* [Directions]: Starting at the line that has "Please scan the above image. Is any rectangular" and stopping after the line that has "[113, 243, 128, 264]", rewrite those lines with "rectangular window" changed to "square window" and nothing else altered. Give back only those lines.

* [Listed entries]:
· · · · · · ·

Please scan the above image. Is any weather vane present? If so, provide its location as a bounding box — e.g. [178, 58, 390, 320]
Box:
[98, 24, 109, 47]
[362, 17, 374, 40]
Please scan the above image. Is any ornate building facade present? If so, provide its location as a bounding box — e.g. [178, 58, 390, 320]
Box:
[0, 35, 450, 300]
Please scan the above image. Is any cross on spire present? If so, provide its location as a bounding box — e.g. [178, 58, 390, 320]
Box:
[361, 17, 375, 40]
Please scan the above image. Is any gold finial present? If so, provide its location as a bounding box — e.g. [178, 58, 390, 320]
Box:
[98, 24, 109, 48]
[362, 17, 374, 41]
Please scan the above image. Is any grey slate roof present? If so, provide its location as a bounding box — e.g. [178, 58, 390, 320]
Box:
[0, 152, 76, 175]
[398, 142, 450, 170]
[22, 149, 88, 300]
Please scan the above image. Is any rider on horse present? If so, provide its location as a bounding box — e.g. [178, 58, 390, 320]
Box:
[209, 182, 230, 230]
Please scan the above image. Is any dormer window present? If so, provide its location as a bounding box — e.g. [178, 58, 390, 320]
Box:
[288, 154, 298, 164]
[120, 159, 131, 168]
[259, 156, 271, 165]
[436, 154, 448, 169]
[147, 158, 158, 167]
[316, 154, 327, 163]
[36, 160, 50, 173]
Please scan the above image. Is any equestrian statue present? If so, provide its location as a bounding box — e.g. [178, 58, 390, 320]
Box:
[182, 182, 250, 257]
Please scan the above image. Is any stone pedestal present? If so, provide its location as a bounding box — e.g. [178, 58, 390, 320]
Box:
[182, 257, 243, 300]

· · · · · · ·

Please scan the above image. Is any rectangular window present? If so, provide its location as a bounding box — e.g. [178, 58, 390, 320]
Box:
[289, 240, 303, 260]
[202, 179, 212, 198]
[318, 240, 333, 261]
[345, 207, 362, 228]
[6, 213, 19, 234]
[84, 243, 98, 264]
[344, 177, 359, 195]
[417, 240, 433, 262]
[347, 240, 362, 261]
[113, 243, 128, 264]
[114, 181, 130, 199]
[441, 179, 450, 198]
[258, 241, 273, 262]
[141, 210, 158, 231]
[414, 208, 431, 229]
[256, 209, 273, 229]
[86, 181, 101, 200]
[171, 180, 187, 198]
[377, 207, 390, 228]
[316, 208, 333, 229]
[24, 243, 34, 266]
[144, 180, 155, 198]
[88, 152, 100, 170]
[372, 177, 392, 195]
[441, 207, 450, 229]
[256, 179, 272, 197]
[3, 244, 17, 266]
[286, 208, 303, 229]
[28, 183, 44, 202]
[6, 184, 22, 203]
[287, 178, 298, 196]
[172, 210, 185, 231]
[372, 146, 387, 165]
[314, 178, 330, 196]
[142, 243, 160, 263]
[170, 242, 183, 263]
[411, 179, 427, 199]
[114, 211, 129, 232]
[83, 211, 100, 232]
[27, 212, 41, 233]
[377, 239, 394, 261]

· · · · · · ·

* [Reply]:
Please scan the above image. Is any square window present? If so, provide its location as a bounding box — e.g. [178, 58, 390, 320]
Box:
[289, 240, 303, 260]
[202, 179, 212, 198]
[318, 240, 333, 261]
[345, 207, 362, 228]
[6, 213, 19, 234]
[84, 243, 98, 264]
[344, 177, 359, 195]
[417, 240, 433, 262]
[347, 240, 362, 261]
[113, 243, 128, 264]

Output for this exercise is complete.